WHAT TO PRODUCE: Transcribe only what runs from the line including "Query: stove" through the last line of the entries, exactly as it appears.
===
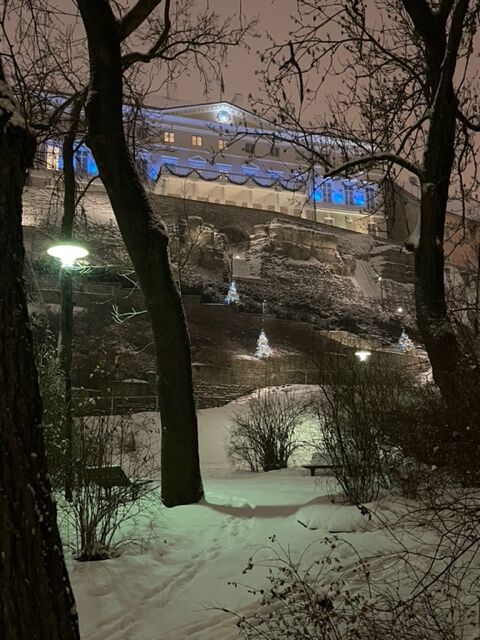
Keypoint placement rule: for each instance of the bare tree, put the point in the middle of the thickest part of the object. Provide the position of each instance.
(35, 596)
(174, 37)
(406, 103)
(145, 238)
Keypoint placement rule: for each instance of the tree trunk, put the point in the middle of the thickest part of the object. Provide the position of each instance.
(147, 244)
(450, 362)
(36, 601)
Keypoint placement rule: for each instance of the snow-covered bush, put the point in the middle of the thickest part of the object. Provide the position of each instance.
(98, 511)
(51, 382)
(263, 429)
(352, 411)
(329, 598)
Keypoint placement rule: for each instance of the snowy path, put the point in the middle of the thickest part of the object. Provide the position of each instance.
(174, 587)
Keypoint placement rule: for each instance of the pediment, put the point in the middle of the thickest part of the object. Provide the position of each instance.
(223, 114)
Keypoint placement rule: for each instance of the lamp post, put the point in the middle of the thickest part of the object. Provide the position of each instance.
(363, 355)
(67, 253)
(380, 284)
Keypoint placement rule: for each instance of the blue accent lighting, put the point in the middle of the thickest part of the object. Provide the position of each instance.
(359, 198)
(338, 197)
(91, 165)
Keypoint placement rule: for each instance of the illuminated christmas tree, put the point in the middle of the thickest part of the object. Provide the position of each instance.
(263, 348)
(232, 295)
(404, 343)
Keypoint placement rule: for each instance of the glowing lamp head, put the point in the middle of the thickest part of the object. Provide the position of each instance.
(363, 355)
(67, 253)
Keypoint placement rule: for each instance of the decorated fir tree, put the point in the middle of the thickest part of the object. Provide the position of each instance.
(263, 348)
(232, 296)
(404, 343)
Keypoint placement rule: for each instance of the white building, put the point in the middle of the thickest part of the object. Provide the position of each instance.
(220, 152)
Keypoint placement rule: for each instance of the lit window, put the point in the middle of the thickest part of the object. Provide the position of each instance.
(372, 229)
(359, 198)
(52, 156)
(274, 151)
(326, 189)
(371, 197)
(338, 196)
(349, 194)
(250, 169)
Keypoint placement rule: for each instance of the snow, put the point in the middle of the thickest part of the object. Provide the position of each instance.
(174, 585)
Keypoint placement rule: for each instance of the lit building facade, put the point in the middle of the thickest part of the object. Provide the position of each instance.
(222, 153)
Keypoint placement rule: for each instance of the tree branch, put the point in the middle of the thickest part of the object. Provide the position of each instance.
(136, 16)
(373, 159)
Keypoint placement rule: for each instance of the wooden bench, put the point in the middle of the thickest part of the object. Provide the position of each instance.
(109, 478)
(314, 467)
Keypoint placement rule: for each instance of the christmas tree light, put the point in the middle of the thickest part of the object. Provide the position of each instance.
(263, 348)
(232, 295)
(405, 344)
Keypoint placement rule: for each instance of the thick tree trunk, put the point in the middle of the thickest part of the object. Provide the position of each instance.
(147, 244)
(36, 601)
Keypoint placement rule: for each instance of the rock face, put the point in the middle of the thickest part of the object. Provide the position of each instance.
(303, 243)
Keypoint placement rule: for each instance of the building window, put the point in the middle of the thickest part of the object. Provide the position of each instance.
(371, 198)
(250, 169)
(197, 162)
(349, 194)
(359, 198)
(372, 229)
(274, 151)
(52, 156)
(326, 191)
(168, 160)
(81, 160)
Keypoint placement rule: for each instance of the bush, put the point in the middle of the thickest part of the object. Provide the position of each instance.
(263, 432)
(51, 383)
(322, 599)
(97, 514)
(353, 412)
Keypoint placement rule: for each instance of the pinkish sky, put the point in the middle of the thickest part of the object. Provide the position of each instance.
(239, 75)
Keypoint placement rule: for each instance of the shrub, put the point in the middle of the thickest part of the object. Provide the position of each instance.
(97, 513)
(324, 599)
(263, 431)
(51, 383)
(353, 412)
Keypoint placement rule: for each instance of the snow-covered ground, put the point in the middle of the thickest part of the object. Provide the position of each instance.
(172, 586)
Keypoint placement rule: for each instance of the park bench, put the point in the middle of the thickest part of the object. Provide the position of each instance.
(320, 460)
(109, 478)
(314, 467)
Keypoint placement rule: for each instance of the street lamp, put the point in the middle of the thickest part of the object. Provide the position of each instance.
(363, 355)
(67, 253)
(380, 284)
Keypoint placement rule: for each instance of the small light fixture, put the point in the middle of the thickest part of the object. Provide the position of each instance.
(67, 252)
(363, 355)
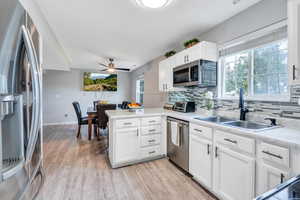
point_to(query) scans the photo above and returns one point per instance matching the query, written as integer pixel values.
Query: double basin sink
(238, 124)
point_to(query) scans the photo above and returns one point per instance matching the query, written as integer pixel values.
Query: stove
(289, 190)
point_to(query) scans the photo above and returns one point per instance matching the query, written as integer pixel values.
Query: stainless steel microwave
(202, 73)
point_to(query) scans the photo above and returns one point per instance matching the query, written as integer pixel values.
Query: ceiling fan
===
RESPONSE AREA:
Query: stove
(289, 190)
point_to(query) scans the photo above and returns one point per instance matching the query, written as integer pixel values.
Query: stainless steel microwave
(202, 73)
point_to(query) scans the photo above and returns one point per instance matching the query, written as integer pixel values.
Query: ceiling fan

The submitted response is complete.